ACTION ITEM. Repeat the entries below word for word, though any picture in them should be dropped.
BEGIN SUPPLIED RECORDS
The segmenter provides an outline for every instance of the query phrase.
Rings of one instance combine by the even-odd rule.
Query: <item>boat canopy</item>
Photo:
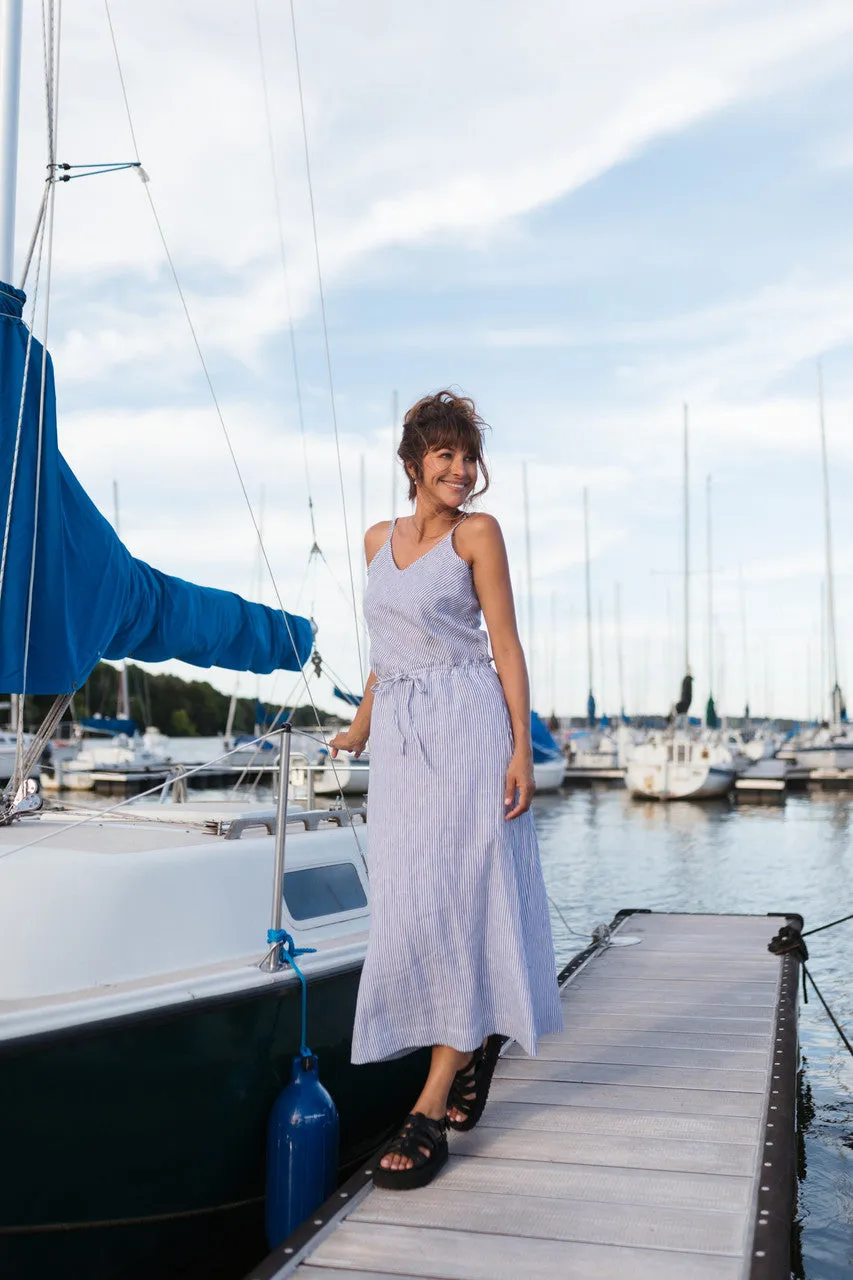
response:
[[[0,283],[0,689],[71,693],[101,658],[298,671],[313,647],[307,618],[153,569],[98,511],[59,452],[53,366],[35,339],[26,365],[25,300]]]
[[[124,733],[132,738],[139,729],[135,720],[121,720],[115,716],[81,716],[79,723],[81,729],[92,729],[95,733],[106,733],[111,737]]]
END SUPPLIED RECORDS
RESPONSE.
The segmenter provides an outline for every instance of the query phrase.
Rings of one instance combine by the even-odd rule.
Query: <item>boat canopy</item>
Photo:
response:
[[[0,283],[0,689],[71,693],[101,658],[298,671],[313,647],[307,618],[153,569],[98,511],[59,452],[53,366],[35,339],[26,365],[25,300]]]
[[[124,733],[132,738],[139,729],[135,720],[121,720],[115,716],[81,716],[79,723],[81,729],[92,729],[95,733],[106,733],[111,737]]]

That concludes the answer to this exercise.